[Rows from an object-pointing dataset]
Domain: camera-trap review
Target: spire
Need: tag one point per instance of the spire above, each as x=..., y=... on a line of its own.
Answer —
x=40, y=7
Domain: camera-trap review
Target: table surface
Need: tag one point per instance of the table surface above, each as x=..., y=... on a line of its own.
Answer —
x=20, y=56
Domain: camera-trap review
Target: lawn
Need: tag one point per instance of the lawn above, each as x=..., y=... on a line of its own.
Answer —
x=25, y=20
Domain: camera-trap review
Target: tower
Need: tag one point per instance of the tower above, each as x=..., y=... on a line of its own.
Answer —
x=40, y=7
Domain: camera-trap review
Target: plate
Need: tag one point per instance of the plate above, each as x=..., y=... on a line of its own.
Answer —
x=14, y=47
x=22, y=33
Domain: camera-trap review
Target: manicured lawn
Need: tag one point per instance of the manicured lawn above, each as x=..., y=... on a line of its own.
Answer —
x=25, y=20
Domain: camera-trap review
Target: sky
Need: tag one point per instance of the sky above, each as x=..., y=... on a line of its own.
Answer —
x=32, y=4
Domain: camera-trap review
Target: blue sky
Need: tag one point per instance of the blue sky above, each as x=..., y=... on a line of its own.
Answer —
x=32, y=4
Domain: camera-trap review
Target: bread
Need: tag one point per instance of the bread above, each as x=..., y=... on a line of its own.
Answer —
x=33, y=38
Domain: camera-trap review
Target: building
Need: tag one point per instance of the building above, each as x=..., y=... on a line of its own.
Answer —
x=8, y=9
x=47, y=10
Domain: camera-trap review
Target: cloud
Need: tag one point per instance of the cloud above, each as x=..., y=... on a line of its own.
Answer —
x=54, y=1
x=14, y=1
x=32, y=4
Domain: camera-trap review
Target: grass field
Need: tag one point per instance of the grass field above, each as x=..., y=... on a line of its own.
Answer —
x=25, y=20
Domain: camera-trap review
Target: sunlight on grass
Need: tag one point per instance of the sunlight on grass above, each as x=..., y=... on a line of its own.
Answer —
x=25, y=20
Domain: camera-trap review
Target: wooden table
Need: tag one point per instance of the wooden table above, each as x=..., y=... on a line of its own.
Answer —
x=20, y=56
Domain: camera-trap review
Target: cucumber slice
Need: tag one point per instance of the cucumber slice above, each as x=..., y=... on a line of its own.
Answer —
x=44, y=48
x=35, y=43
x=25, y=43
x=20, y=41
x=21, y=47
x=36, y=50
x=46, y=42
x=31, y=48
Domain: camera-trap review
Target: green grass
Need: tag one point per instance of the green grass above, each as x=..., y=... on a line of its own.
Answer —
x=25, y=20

§ AIM OF THE TASK: Pull out each line of the listing above that contains the string "table", and copy those lines in their original order.

§ SOLVED PROBLEM:
Target: table surface
Need: tag one point per instance of the table surface above, each as x=..., y=... on a line of its own.
Target: wooden table
Need: tag one point per instance of the wooden table above, each as x=..., y=... on a line of its own.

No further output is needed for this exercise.